Document extract:
+++

Are freedom and equality opposed to each other, or are they one and the same?

Twenty years ago, we published “The False Dilemma Between Freedom and Equality” (2007), and—like many others before and since—we have sought to analyze this apparent dichotomy from various perspectives. Far from fading away, the dogma of this pair of opposites has grown stronger among right-wing libertarians, who today revel in an orgy of oversimplifications and political power. In a few years, they will be on the retreat, and we must help them pack their bags. So I’m going to revisit this topic once more, from a different angle.

There is a spectrum of different forms of freedom ranging from freedom of conscience to social freedom. Although the individual does not exist without a society (he is defined by and for it), we can still consider the isolated individual, for example, on an island or in a prison. In that case, we could say, as communist existentialists like Sartre did, that humans are condemned to freedom. That individual may lack physical freedom, but their freedom of conscience, their intellectual freedom, does not depend so much on their physical condition. The guard or the man walking down a street outside the prison may lack this freedom to a greater degree than the prisoner.

Now, when we speak of the supposed dichotomy between freedom and equality, we cannot apply it to the individual, since equality or inequality is a social concept. In its most restricted sense, it is a group-based and comparative concept: I can say that I am no longer the same person I was twenty or forty years ago. I can compare myself to that idea of the individual self in its chronological evolution, but I cannot claim the social right of the teenager I once was to be equal to the adult I am now. Equality, equity, or their opposites only make sense in their social definition.

Talking about freedom of conscience is quite abstract, because, as we said before, there is no individual without a society. A man or a woman born in a desert without ever having seen another human being would be neither a man nor a woman but a humanoid. I believe that the concrete problem of freedom, like that of equality, occurs within society, and every society is a collective and historical phenomenon: as we noted in “The FaceNoBook Generation” (2012): “We inhabit the cities of the dead, and their ideas inhabit us every day.”

The idea that freedom is opposed to equality is the idea of the slaveholder, of the ruling class. That is to say, my freedom to accumulate power in a society must be unrestricted. My freedom to enslave others must be protected by the laws, by the constitution (Republic of Texas, 1836), and by the ideological dogmas of a civilization, such as the right to unlimited private property, even though my freedom to accumulate money, private property, and social power destroys the freedom of others (the majority) to exercise the same freedom and claim their right to private property and accumulation.

+++

Recorded information:

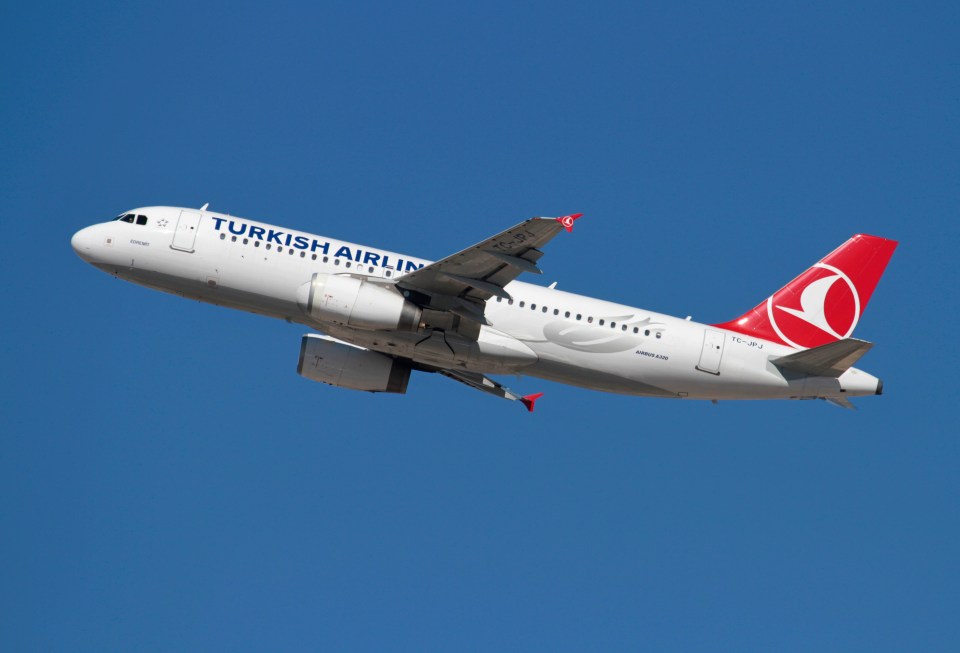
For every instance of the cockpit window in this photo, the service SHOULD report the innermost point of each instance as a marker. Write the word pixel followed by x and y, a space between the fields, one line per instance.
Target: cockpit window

+++

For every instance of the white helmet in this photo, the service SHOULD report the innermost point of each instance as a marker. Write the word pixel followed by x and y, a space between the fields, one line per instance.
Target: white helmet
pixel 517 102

+++

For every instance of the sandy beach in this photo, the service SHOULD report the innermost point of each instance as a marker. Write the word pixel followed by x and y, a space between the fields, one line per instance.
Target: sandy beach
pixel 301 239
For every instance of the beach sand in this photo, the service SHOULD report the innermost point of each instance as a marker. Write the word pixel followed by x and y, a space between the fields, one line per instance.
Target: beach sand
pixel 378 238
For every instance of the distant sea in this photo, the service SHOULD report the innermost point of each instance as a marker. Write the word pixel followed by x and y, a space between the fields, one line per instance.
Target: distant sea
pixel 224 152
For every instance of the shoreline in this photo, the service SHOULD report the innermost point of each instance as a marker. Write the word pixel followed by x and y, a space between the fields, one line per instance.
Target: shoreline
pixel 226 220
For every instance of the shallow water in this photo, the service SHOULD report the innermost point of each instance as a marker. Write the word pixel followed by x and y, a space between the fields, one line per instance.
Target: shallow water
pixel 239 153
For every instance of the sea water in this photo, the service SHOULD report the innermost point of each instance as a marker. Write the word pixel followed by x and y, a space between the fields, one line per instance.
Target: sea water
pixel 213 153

+++

Task instructions:
Print, word for word, the part of the essay on freedom and equality from "Are freedom and" to "a different angle.". The material comes from a separate source, unrelated to the essay.

The result:
Are freedom and equality opposed to each other, or are they one and the same?

Twenty years ago, we published “The False Dilemma Between Freedom and Equality” (2007), and—like many others before and since—we have sought to analyze this apparent dichotomy from various perspectives. Far from fading away, the dogma of this pair of opposites has grown stronger among right-wing libertarians, who today revel in an orgy of oversimplifications and political power. In a few years, they will be on the retreat, and we must help them pack their bags. So I’m going to revisit this topic once more, from a different angle.